* _WRITTEN INSTRUCTION 1_
Translate this sentence from the blog post on serverless computing below into French: "The tech world has been moving away from servers for quite some time."
* _WRITTEN INSTRUCTION 2_
From the blog post on serverless computing below, reproduce the passage from "Cut to 2020" to "code is deployed." word for word.

* _SELECTED EXTRACT_
##########

Learning the code way: Serverless - My delayed transition

The tech world has been moving away from servers for quite some time. While I was introduced to Lambda a few years back, I was hesitant to leave what I knew and jump into this new style of development. My initial experiences left me feeling Lambda is expensive, Lambda cannot replace having your own server up all the time, Lambda is for niche use cases etc.

Cut to 2020 and the number of use cases that AWS Lambda can solve has grown. Serverless is the way to go for a lot of use cases. I have been using AWS extensively and am now encouraged to re enter the serverless world with my set of use cases. This blog will be the first of my AWS series - one where I discuss Lambda's suitability for various solutions.

Before I start:

What is serverless ?
This is a style of computing where you provide some API (service) without having a server where the code is deployed.

So there is a server ?
Yes, you cannot have your code running without it being hosted on some machine (AKA the server). But with serverless, you do not setup/own/manage a server instance. Your cloud provider gives it you. (In this case AWS)

So serverless means cloud ?

##########

* _DATASET_
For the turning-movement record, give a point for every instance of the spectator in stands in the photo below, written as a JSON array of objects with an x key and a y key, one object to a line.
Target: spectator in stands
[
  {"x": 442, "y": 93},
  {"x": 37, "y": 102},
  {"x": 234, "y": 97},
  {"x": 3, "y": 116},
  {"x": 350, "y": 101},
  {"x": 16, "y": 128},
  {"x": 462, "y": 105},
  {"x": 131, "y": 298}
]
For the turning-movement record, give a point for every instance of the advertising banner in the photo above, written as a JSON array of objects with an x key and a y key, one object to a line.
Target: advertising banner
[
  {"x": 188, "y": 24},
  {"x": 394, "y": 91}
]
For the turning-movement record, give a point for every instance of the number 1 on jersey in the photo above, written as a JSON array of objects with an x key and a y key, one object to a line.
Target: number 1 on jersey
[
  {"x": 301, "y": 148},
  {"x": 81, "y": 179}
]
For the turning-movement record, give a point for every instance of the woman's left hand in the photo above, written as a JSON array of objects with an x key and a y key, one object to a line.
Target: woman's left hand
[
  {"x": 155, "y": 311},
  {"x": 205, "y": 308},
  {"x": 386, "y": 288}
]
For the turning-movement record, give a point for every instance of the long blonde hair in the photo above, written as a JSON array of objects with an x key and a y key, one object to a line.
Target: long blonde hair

##########

* _WRITTEN RESPONSE 1_
Le monde de la tech s'éloigne des serveurs depuis un bon moment.

* _WRITTEN RESPONSE 2_
Cut to 2020 and the number of use cases that AWS Lambda can solve has grown. Serverless is the way to go for a lot of use cases. I have been using AWS extensively and am now encouraged to re enter the serverless world with my set of use cases. This blog will be the first of my AWS series - one where I discuss Lambda's suitability for various solutions.

Before I start:

What is serverless ?
This is a style of computing where you provide some API (service) without having a server where the code is deployed.